Data lines
━━━━━━━━━━━━━━━━

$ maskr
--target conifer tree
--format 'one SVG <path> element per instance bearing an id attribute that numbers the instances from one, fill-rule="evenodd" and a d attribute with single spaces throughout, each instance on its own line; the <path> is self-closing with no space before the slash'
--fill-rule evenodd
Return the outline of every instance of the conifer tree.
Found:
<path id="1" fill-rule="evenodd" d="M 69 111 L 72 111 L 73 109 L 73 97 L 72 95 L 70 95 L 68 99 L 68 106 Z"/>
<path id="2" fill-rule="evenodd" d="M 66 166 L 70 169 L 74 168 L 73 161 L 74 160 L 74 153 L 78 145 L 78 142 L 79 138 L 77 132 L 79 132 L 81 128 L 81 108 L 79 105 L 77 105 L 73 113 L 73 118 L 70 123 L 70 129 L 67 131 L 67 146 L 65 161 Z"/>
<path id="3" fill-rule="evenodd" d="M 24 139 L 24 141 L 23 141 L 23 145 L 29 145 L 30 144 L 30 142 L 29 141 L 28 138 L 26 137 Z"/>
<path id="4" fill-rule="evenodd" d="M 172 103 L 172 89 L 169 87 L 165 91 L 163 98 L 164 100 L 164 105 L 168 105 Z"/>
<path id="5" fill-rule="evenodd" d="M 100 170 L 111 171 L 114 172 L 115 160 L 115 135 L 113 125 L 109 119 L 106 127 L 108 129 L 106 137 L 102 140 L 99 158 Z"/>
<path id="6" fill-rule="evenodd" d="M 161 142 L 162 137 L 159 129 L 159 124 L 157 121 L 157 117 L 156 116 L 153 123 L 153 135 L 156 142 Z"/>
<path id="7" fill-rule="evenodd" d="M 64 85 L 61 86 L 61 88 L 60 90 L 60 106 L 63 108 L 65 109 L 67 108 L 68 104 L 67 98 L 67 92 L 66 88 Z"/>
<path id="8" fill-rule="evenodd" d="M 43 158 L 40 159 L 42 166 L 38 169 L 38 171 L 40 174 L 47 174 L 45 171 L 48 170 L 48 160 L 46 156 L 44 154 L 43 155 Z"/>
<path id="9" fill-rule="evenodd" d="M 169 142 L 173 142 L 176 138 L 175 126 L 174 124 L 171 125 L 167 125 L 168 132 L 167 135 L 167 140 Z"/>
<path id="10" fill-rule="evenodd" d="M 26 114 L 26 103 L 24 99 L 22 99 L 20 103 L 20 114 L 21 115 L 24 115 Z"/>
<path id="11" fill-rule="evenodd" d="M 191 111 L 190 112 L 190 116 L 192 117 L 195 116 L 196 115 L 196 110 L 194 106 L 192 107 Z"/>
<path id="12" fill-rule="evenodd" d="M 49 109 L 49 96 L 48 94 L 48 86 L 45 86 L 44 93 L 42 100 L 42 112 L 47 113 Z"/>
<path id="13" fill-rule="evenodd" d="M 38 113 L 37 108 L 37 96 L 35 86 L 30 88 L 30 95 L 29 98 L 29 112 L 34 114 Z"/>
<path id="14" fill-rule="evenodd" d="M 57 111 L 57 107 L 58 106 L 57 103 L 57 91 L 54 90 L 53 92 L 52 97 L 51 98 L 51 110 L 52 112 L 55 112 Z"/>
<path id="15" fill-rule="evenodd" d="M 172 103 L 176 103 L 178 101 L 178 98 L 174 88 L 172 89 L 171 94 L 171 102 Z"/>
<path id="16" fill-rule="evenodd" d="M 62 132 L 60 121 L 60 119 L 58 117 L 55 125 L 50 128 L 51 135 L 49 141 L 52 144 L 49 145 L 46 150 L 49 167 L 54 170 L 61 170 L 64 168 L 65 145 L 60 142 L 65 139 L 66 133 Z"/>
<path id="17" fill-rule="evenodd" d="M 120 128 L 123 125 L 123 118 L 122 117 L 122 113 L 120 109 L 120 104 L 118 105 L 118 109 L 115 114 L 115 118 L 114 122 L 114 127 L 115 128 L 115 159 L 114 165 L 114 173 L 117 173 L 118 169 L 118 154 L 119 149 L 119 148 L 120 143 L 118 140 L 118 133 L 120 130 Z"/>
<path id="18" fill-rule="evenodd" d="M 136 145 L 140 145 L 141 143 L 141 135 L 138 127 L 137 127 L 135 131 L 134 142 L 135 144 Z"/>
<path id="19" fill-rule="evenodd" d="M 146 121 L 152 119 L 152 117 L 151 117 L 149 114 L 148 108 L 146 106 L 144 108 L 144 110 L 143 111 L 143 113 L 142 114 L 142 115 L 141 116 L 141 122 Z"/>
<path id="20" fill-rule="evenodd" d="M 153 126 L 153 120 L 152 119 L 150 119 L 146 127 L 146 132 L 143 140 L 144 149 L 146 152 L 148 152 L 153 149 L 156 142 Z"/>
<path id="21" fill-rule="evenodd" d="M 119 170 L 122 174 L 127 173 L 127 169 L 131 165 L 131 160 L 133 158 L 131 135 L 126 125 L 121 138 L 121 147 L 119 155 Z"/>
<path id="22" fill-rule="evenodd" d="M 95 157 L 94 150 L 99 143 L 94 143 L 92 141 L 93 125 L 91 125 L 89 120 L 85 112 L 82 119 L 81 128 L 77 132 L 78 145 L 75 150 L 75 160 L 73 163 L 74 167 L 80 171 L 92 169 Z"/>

━━━━━━━━━━━━━━━━

# AIM
Reproduce all of the data lines above verbatim, from the first line to the last.

# WRITTEN RESPONSE
$ maskr
--target conifer tree
--format 'one SVG <path> element per instance bearing an id attribute that numbers the instances from one, fill-rule="evenodd" and a d attribute with single spaces throughout, each instance on its own line; the <path> is self-closing with no space before the slash'
--fill-rule evenodd
Return the outline of every instance of the conifer tree.
Found:
<path id="1" fill-rule="evenodd" d="M 69 111 L 72 111 L 73 109 L 73 97 L 72 95 L 70 95 L 68 99 L 68 106 Z"/>
<path id="2" fill-rule="evenodd" d="M 66 166 L 70 169 L 74 168 L 73 161 L 74 160 L 74 153 L 78 145 L 78 142 L 79 138 L 77 132 L 79 132 L 81 128 L 81 108 L 79 105 L 77 105 L 73 113 L 73 118 L 70 123 L 70 129 L 67 131 L 67 146 L 65 161 Z"/>
<path id="3" fill-rule="evenodd" d="M 24 139 L 24 141 L 23 141 L 23 145 L 29 145 L 30 144 L 30 142 L 29 141 L 28 138 L 26 137 Z"/>
<path id="4" fill-rule="evenodd" d="M 172 103 L 172 89 L 169 87 L 165 91 L 163 98 L 164 100 L 164 105 L 168 105 Z"/>
<path id="5" fill-rule="evenodd" d="M 100 170 L 111 171 L 114 172 L 115 160 L 115 135 L 113 125 L 109 119 L 106 127 L 108 129 L 106 137 L 102 140 L 99 158 Z"/>
<path id="6" fill-rule="evenodd" d="M 161 142 L 162 137 L 159 129 L 159 124 L 157 121 L 157 117 L 156 116 L 153 123 L 153 135 L 156 142 Z"/>
<path id="7" fill-rule="evenodd" d="M 64 85 L 61 86 L 61 88 L 60 90 L 60 106 L 63 108 L 65 109 L 67 108 L 68 104 L 67 98 L 67 92 L 66 88 Z"/>
<path id="8" fill-rule="evenodd" d="M 43 158 L 40 159 L 42 166 L 38 169 L 38 171 L 40 174 L 47 174 L 45 171 L 48 170 L 48 160 L 46 156 L 44 154 L 43 155 Z"/>
<path id="9" fill-rule="evenodd" d="M 169 142 L 173 142 L 176 138 L 175 126 L 174 124 L 171 125 L 167 125 L 168 132 L 167 135 L 167 140 Z"/>
<path id="10" fill-rule="evenodd" d="M 26 114 L 26 103 L 24 99 L 22 99 L 20 103 L 20 114 L 21 115 L 24 115 Z"/>
<path id="11" fill-rule="evenodd" d="M 191 111 L 190 112 L 190 116 L 192 117 L 195 116 L 196 115 L 196 110 L 194 106 L 192 107 Z"/>
<path id="12" fill-rule="evenodd" d="M 49 109 L 49 96 L 48 94 L 48 86 L 45 86 L 44 93 L 42 100 L 42 112 L 47 113 Z"/>
<path id="13" fill-rule="evenodd" d="M 38 113 L 37 108 L 37 96 L 35 86 L 30 88 L 30 95 L 29 98 L 29 112 L 34 114 Z"/>
<path id="14" fill-rule="evenodd" d="M 57 111 L 57 107 L 58 106 L 57 103 L 57 91 L 54 90 L 53 92 L 52 97 L 51 98 L 51 110 L 52 112 L 55 112 Z"/>
<path id="15" fill-rule="evenodd" d="M 172 103 L 176 103 L 178 101 L 178 98 L 174 88 L 172 89 L 171 94 L 171 102 Z"/>
<path id="16" fill-rule="evenodd" d="M 62 132 L 60 121 L 60 119 L 58 117 L 55 125 L 50 128 L 51 135 L 49 141 L 52 144 L 49 145 L 46 150 L 49 167 L 54 170 L 61 170 L 64 168 L 65 145 L 60 142 L 65 139 L 66 133 Z"/>
<path id="17" fill-rule="evenodd" d="M 120 128 L 123 125 L 123 118 L 122 117 L 122 113 L 120 109 L 120 104 L 118 105 L 118 109 L 115 114 L 115 118 L 114 122 L 114 127 L 115 128 L 115 159 L 114 165 L 114 173 L 117 173 L 118 169 L 118 154 L 119 149 L 119 148 L 120 143 L 118 140 L 118 133 L 120 130 Z"/>
<path id="18" fill-rule="evenodd" d="M 136 145 L 140 145 L 141 143 L 141 135 L 138 127 L 137 127 L 135 131 L 134 142 L 135 144 Z"/>
<path id="19" fill-rule="evenodd" d="M 146 121 L 152 119 L 152 117 L 151 117 L 149 114 L 148 108 L 146 106 L 144 108 L 144 110 L 143 111 L 143 113 L 142 114 L 142 115 L 141 116 L 141 122 Z"/>
<path id="20" fill-rule="evenodd" d="M 153 126 L 153 120 L 152 119 L 150 119 L 146 127 L 146 132 L 143 140 L 144 149 L 146 152 L 148 152 L 153 149 L 156 142 Z"/>
<path id="21" fill-rule="evenodd" d="M 119 170 L 122 174 L 127 173 L 127 169 L 131 165 L 131 160 L 133 158 L 131 135 L 126 125 L 121 138 L 121 147 L 119 155 Z"/>
<path id="22" fill-rule="evenodd" d="M 95 157 L 94 150 L 99 143 L 94 143 L 92 141 L 93 125 L 91 125 L 89 120 L 85 112 L 82 119 L 81 128 L 77 132 L 78 145 L 75 150 L 75 160 L 73 163 L 74 167 L 80 171 L 92 169 Z"/>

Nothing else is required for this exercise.